Karen lived with her mother, but her father was very much on the scene, and many weekends, she would go up to Grass Valley to visit her father’s father who had a ranch. Karen invited me to go up there with her one weekend. Karen’s mom drove us there.

On Saturday morning, we piled into their light blue Ford Rambler and headed north. I was a little anxious as I had never had a sleepover in a place I didn’t know. I was unsure. It was hot, probably summertime. When we arrived, I was introduced to Karen’s grandfather — an affectionate man with a sunny disposition. I could tell he loved having Karen and her sister around. He welcomed me by my name, Betty. Karen, her sister, and I spent the rest of the day, playing in the watering hole, until dinner time.

After dinner, Karen and I were sitting on the living room floor watching TV, with her grandfather sitting in a chair nearby.

Then, for some reason I will never understand, Karen’s mother chose to say, “ You know, Grandpa, Betty is Jewish.”

_Exercises_:
a) In the account of the weekend in Grass Valley, what car did the group ride north in on Saturday morning?
b) Translate this sentence from the Grass Valley account into Spanish: "When we arrived, I was introduced to Karen’s grandfather — an affectionate man with a sunny disposition."
c) Write the next part of the Grass Valley account, picking up right after Karen's mother's remark to her grandfather.

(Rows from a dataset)
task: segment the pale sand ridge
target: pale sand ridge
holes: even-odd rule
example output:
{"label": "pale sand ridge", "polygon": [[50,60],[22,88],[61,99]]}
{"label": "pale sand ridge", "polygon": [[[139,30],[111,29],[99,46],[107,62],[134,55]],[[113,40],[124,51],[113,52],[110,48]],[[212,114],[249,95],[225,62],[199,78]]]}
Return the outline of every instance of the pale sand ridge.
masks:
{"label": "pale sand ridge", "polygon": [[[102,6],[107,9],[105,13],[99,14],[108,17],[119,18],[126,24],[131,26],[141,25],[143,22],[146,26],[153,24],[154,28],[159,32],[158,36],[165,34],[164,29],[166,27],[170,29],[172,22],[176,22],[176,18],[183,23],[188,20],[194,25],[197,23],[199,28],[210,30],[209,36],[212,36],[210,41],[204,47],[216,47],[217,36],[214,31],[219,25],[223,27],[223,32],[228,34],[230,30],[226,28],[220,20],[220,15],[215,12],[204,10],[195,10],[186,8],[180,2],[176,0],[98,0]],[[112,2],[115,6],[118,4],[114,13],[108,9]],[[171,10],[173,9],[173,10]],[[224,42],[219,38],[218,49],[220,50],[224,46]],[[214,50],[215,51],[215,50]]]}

_Final results_:
a) A light blue Ford Rambler.

b) Cuando llegamos, me presentaron al abuelo de Karen, un hombre cariñoso de carácter alegre.

c)
At that time, I thought being Jewish was something to be proud of. I knew it was something that made my family different — we had seders, and lit Hanukkah candles and Santa didn’t come to our house. And my grandmother had a Yiddish accent and lived in Coney Island.

Karen’s grandfather asked me to come and sit on his knee. I did and he started to bounce me there and stopped calling me Betty. I was suddenly “Jew” and “Jew-girl”. At first, I thought he was being funny. And then he said, “you know, they used to make lampshades out of little girls like you.” For the rest of the weekend, I avoided him and he never called me by name again.

It was at that moment that I decided that maybe being a Jew was something to hide from people. I should hide being Jewish as best I can. Only if I knew someone else was Jewish, then it was safe. Otherwise, I could be Jewish at home and that would be enough.

As I grew up, my Jewish community grew — many of my high school friends were Jewish, and our city had an old and thriving Jewish community. Open and free, as the pendulum swings in our favor.

It hasn’t always been that way. It occurs to me that my ancestors knew how to survive. They stayed close together in shtetls or they concealed themselves. They knew how to hide. (like Esther in the story of Purim!)

This is how I learned this lesson.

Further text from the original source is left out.